What you need to do.
Reproduce the data below verbatim, line for line, without altering, omitting, or adding anything.

Supplied material.

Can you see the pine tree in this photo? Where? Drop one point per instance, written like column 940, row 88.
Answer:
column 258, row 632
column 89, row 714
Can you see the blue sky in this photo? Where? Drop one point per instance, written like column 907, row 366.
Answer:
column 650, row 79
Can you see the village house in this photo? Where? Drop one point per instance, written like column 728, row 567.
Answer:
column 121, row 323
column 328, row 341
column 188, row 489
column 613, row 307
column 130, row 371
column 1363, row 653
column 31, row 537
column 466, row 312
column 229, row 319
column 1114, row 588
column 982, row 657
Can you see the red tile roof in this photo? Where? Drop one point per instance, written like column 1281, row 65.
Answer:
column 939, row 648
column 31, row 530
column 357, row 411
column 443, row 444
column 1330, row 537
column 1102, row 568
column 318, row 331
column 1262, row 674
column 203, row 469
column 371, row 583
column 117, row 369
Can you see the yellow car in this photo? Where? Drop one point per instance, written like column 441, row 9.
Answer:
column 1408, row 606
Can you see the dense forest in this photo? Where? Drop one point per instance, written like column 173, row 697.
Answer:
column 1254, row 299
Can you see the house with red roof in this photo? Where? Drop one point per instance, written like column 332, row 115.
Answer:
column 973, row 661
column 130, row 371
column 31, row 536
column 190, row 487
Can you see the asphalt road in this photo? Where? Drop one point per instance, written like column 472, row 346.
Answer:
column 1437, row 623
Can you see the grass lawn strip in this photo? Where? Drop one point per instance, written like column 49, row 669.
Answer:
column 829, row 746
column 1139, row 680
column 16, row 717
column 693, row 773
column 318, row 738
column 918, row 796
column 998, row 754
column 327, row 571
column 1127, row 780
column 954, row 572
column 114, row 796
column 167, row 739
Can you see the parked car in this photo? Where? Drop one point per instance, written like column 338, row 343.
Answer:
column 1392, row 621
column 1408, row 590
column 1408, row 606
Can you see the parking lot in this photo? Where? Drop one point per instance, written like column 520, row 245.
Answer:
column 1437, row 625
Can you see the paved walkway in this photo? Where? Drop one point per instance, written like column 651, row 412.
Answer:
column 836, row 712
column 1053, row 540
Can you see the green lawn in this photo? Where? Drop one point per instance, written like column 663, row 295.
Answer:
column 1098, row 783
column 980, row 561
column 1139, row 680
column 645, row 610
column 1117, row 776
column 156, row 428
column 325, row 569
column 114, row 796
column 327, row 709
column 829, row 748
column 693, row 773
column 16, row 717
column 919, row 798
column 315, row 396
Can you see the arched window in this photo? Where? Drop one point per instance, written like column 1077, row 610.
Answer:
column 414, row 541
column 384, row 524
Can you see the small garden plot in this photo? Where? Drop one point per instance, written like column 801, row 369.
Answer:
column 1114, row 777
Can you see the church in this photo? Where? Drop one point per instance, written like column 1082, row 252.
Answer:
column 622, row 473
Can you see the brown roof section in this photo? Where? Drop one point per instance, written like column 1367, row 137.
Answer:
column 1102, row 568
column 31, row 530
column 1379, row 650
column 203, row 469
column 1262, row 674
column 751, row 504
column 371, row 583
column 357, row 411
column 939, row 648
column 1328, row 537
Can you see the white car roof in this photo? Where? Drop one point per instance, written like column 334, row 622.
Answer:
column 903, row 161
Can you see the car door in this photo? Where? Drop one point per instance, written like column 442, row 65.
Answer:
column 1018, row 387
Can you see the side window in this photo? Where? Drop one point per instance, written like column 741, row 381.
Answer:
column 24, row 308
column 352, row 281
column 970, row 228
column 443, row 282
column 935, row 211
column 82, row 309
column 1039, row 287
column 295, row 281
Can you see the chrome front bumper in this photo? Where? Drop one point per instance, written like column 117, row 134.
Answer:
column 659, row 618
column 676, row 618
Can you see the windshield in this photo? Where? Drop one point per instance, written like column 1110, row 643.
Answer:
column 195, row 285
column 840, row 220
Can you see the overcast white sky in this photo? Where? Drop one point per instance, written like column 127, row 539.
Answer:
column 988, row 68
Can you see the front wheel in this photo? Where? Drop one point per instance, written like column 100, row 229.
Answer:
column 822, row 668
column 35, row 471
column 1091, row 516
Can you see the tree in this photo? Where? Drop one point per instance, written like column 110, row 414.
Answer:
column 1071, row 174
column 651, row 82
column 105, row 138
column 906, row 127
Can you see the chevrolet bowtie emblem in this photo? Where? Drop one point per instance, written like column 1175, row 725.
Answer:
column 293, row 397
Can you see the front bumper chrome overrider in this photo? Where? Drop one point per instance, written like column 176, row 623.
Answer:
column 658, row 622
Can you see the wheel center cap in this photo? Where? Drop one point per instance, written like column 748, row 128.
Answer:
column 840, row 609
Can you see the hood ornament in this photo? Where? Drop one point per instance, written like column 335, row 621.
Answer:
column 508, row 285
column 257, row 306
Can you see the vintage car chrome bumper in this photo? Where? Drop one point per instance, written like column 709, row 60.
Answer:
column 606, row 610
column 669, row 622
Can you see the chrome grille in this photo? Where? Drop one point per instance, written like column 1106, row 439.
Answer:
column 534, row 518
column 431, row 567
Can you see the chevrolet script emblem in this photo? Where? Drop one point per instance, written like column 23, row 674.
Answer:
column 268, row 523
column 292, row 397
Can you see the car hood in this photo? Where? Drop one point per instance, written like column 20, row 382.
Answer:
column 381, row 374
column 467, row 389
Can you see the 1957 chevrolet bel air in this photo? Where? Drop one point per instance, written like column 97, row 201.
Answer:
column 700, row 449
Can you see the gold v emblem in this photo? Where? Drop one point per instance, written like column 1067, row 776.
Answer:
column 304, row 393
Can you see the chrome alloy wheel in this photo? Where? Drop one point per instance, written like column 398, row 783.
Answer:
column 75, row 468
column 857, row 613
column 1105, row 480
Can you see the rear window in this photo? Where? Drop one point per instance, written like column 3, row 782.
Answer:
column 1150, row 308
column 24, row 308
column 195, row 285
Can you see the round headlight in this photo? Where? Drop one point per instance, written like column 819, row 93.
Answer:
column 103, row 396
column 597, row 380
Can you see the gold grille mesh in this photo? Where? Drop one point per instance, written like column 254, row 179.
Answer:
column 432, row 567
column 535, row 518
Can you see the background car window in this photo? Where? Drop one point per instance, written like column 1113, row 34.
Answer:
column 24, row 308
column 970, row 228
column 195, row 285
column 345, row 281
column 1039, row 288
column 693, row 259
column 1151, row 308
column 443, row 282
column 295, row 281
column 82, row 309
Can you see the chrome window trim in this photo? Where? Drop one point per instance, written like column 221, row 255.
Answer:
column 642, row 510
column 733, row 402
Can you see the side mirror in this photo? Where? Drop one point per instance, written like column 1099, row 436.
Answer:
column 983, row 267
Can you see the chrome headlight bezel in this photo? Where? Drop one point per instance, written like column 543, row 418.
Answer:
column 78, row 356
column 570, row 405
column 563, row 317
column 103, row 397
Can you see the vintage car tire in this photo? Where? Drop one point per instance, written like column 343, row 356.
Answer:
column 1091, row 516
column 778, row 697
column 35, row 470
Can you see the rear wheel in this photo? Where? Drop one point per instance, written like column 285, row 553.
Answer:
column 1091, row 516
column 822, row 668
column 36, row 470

The completed task.
Can you see the pine tree in this photo? Where? Drop one point per instance, written like column 940, row 88.
Answer:
column 258, row 632
column 89, row 714
Can you see the blue sky in this photo? Where? Drop one point per instance, written like column 907, row 366.
Answer:
column 650, row 79
Can you see the village house in this photo? Where? Drop one point per instance, written like column 728, row 567.
Answer:
column 121, row 323
column 328, row 341
column 188, row 489
column 613, row 307
column 130, row 371
column 1363, row 653
column 31, row 537
column 466, row 312
column 229, row 319
column 1114, row 588
column 982, row 657
Can you see the red tile roof in this photo? Where? Drop one point per instance, written like column 1281, row 65.
Answer:
column 939, row 648
column 31, row 530
column 357, row 411
column 443, row 444
column 1330, row 537
column 1102, row 568
column 318, row 331
column 1262, row 674
column 203, row 469
column 371, row 583
column 117, row 369
Can you see the yellow car in this photo? Where? Drop one point per instance, written like column 441, row 9.
Answer:
column 1408, row 606
Can you see the dense forest in this photo? Where? Drop one point per instance, written like column 173, row 697.
Answer:
column 1254, row 299
Can you see the house with red roof in this photo? Where? Drop one point per instance, written like column 332, row 115.
Answer:
column 973, row 661
column 130, row 371
column 31, row 536
column 190, row 487
Can you see the asphalt road in this photo? Where? Drop one point per instance, written like column 472, row 346.
Answer:
column 1437, row 623
Can you see the grass lawn strip in this photo? Where? Drop one point per instance, written like column 49, row 669.
Answer:
column 829, row 746
column 1139, row 680
column 16, row 717
column 693, row 773
column 318, row 738
column 918, row 796
column 998, row 754
column 327, row 571
column 1127, row 780
column 954, row 572
column 114, row 796
column 167, row 739
Can you see the parked car in this photo? Where? Drop one point per instance, written like column 338, row 343.
Answer:
column 1392, row 621
column 1408, row 590
column 1408, row 606
Can you see the parking lot in this photo? Where? Drop one point per instance, written like column 520, row 245.
Answer:
column 1437, row 625
Can you see the paved walkway in this photo? Where? Drop one point per instance, written like column 651, row 412.
Answer:
column 836, row 712
column 1053, row 540
Can you see the green lawn in this photo? Where? Drop one point per instance, written like column 663, row 295.
Answer:
column 1098, row 783
column 980, row 561
column 1139, row 680
column 645, row 610
column 1117, row 776
column 156, row 428
column 325, row 569
column 114, row 796
column 327, row 709
column 829, row 748
column 693, row 773
column 16, row 717
column 919, row 798
column 315, row 396
Can you see the arched window in this photo? Where? Drop one point per instance, written like column 1077, row 610.
Answer:
column 414, row 541
column 384, row 524
Can you see the small garden plot in this photo? Where? Drop one point per instance, written like column 801, row 369.
Answer:
column 1114, row 777
Can you see the church in this photo? Where? Drop one point per instance, written like column 1082, row 252.
Answer:
column 622, row 473
Can you see the brown roof section in this photo? Where? Drop one point per instance, written like column 1367, row 137.
Answer:
column 1102, row 568
column 31, row 530
column 1379, row 650
column 203, row 469
column 1262, row 674
column 751, row 504
column 371, row 583
column 357, row 411
column 939, row 648
column 1328, row 537
Can you see the white car roof in this photo? Where? Drop one point per instance, written like column 334, row 622.
Answer:
column 903, row 161
Can you see the car door in this photo? Where? Drop one point per instance, written like column 442, row 65.
Answer:
column 1018, row 387
Can you see the side window in this photo? Where? Drop one point per instance, written like column 741, row 381.
Answer:
column 24, row 308
column 352, row 281
column 970, row 228
column 443, row 282
column 935, row 211
column 82, row 309
column 1039, row 287
column 295, row 281
Can you see the chrome front bumper in this photo? Where? Drop one point per instance, written like column 117, row 134.
Answer:
column 659, row 618
column 676, row 618
Can you see the windshield in this photo? Where? Drop one point per instance, written like column 1110, row 643.
Answer:
column 195, row 285
column 840, row 220
Can you see the overcast white sky in this photo? Where? Drop one point per instance, written like column 127, row 539.
Answer:
column 988, row 68
Can you see the front wheel in this photo? Where? Drop one point per instance, written like column 100, row 229.
Answer:
column 822, row 668
column 35, row 471
column 1091, row 516
Can you see the tree in this photo? Where? Drop one point per instance, written like column 110, row 414.
Answer:
column 1071, row 174
column 651, row 82
column 105, row 138
column 906, row 127
Can you see the chevrolet bowtie emblem in this photo? Where? Drop one point per instance, written like column 1175, row 725.
Answer:
column 293, row 397
Can you see the front bumper chrome overrider in this photo? Where? Drop one point per instance, written like column 176, row 623.
Answer:
column 658, row 622
Can you see the wheel center cap in this photo? Where? Drop one point per instance, written like column 748, row 128.
Answer:
column 840, row 609
Can you see the hood ornament in this photo? Where? Drop one point per instance, written like column 335, row 621.
Answer:
column 508, row 285
column 257, row 306
Can you see the vintage car chrome bumper in this photo? Where? Drop one point per instance, written like column 709, row 60.
Answer:
column 606, row 610
column 669, row 622
Can you see the chrome grille in this photo? Where? Drop one point per instance, written like column 1106, row 439.
Answer:
column 534, row 518
column 431, row 567
Can you see the chevrolet script emblem in this photo? Where? Drop one point per instance, written like column 23, row 674.
Answer:
column 268, row 523
column 292, row 397
Can you see the car hood in this photo? Where? Drop one point per instance, written like column 20, row 382.
Answer:
column 381, row 374
column 467, row 389
Can you see the 1957 chevrolet bel air in this photo? Where? Drop one point per instance, written like column 97, row 201.
Answer:
column 700, row 449
Can you see the gold v emblem in this photo? Where? Drop one point per instance, written like column 1067, row 776.
Answer:
column 304, row 393
Can you see the chrome alloy wheel in this photo? Where? Drop one point per instance, written like column 398, row 783.
Answer:
column 75, row 468
column 857, row 613
column 1105, row 480
Can you see the rear window in this photo? Where? Drop one point per instance, written like column 3, row 782.
Answer:
column 1150, row 308
column 24, row 308
column 195, row 285
Can you see the round headlight in this photo? Where? Drop one point per instance, written like column 819, row 93.
Answer:
column 103, row 396
column 597, row 380
Can you see the gold grille mesh in this photo? Where? Drop one point per instance, written like column 254, row 179.
Answer:
column 432, row 567
column 535, row 518
Can you see the background car window in this photo? Where? Drop one point per instance, written like column 1113, row 34.
Answer:
column 24, row 308
column 970, row 228
column 195, row 285
column 345, row 281
column 1039, row 288
column 693, row 259
column 1151, row 308
column 443, row 282
column 295, row 281
column 82, row 309
Can you see the chrome window trim in this photo? Where? Drop one point per instance, written like column 221, row 255.
Answer:
column 642, row 510
column 733, row 402
Can you see the side mirror in this photo? Where? Drop one point per instance, written like column 1099, row 436.
Answer:
column 983, row 267
Can you see the chrome headlight bezel in this photo? Where? Drop one point per instance, written like column 543, row 418.
Answer:
column 78, row 356
column 570, row 405
column 563, row 317
column 103, row 397
Can you see the vintage car tire in this photo? Where? Drop one point per instance, written like column 343, row 356.
Answer:
column 1091, row 516
column 778, row 697
column 35, row 470
Can you see the rear wheel in this photo? Where? Drop one point per instance, written like column 285, row 553.
Answer:
column 1091, row 516
column 822, row 668
column 36, row 470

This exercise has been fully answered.